-------- RECORDS FOR PROCESSING
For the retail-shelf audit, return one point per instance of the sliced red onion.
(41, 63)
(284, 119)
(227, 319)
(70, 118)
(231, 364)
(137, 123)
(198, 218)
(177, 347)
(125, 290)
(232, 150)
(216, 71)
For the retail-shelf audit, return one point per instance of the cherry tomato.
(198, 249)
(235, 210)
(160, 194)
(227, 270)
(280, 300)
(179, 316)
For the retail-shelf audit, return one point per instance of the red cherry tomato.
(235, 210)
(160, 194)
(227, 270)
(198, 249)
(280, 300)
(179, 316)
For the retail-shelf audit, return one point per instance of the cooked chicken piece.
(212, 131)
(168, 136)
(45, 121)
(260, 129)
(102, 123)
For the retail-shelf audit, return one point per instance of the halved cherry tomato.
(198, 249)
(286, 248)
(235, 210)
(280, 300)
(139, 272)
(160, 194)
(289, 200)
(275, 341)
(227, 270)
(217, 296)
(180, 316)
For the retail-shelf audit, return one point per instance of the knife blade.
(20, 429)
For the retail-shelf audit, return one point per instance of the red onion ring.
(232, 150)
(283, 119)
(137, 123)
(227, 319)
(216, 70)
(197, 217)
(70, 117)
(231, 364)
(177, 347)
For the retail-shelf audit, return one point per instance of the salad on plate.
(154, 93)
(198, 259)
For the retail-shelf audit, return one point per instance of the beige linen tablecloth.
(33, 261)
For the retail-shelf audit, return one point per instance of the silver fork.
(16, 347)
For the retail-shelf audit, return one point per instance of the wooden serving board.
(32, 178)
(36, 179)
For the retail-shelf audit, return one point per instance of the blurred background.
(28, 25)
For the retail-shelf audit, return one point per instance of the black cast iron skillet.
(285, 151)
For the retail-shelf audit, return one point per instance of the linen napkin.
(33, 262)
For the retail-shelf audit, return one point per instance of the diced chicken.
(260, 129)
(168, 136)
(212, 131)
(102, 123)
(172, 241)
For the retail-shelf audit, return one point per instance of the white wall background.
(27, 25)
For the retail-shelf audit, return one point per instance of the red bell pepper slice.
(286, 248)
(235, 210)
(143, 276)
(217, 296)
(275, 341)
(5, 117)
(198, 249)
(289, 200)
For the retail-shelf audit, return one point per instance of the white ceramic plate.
----------------
▸ **WHAT TO WORK ON**:
Arrange every line of the items above as a Markdown table with two columns, Row and Line. Number the rows in order and leave out any blank lines.

▸ **SOLUTION FOR THIS PROBLEM**:
| Row | Line |
|---|---|
| 1 | For the retail-shelf audit, return one point per instance of the sliced red onion. |
| 2 | (41, 63) |
| 3 | (284, 119) |
| 4 | (227, 319) |
| 5 | (70, 118) |
| 6 | (231, 364) |
| 7 | (137, 123) |
| 8 | (198, 218) |
| 9 | (177, 347) |
| 10 | (125, 290) |
| 11 | (232, 150) |
| 12 | (216, 71) |
| 13 | For the retail-shelf audit, return one point per instance of the cherry tomato. |
| 14 | (198, 249) |
| 15 | (235, 210) |
| 16 | (160, 194) |
| 17 | (227, 270) |
| 18 | (280, 300) |
| 19 | (179, 316) |
| 20 | For the retail-shelf audit, return one point per instance of the red cherry tomato. |
| 21 | (235, 210) |
| 22 | (160, 194) |
| 23 | (227, 270) |
| 24 | (198, 249) |
| 25 | (280, 300) |
| 26 | (179, 316) |
| 27 | For the retail-shelf audit, return one point per instance of the cooked chicken piece. |
| 28 | (212, 131) |
| 29 | (168, 136) |
| 30 | (45, 121) |
| 31 | (260, 129) |
| 32 | (102, 123) |
| 33 | For the retail-shelf audit, return one point per instance of the halved cherry tomato. |
| 34 | (198, 249) |
| 35 | (286, 248) |
| 36 | (235, 210) |
| 37 | (280, 300) |
| 38 | (139, 272) |
| 39 | (160, 194) |
| 40 | (289, 200) |
| 41 | (275, 341) |
| 42 | (227, 270) |
| 43 | (217, 296) |
| 44 | (180, 316) |
| 45 | For the retail-shelf audit, return one point per instance of the knife blade. |
| 46 | (20, 429) |
| 47 | For the retail-shelf audit, return one point per instance of the red onion ring. |
| 48 | (232, 150) |
| 49 | (283, 119) |
| 50 | (137, 123) |
| 51 | (227, 319) |
| 52 | (216, 70) |
| 53 | (197, 217) |
| 54 | (70, 117) |
| 55 | (231, 364) |
| 56 | (177, 347) |
| 57 | For the retail-shelf audit, return one point per instance of the salad on plate. |
| 58 | (154, 93) |
| 59 | (198, 259) |
| 60 | For the retail-shelf audit, return one point per instance of the beige linen tablecloth. |
| 61 | (33, 261) |
| 62 | For the retail-shelf audit, return one point per instance of the silver fork. |
| 63 | (16, 347) |
| 64 | For the retail-shelf audit, return one point per instance of the wooden serving board. |
| 65 | (32, 178) |
| 66 | (36, 179) |
| 67 | For the retail-shelf audit, return one point per instance of the blurred background. |
| 68 | (28, 25) |
| 69 | For the retail-shelf audit, return one point per instance of the black cast iron skillet. |
| 70 | (285, 151) |
| 71 | For the retail-shelf audit, return one point per instance of the linen napkin. |
| 72 | (33, 262) |
| 73 | For the retail-shelf audit, return one point per instance of the diced chicken. |
| 74 | (260, 129) |
| 75 | (168, 136) |
| 76 | (212, 131) |
| 77 | (102, 123) |
| 78 | (172, 241) |
| 79 | For the retail-shelf audit, return one point per instance of the white wall background. |
| 80 | (27, 25) |
| 81 | For the retail-shelf audit, return one point per instance of the red bell pepper slice. |
| 82 | (286, 248) |
| 83 | (235, 210) |
| 84 | (143, 276) |
| 85 | (217, 296) |
| 86 | (275, 341) |
| 87 | (5, 117) |
| 88 | (198, 249) |
| 89 | (289, 200) |
| 90 | For the retail-shelf audit, return one point per instance of the white ceramic plate. |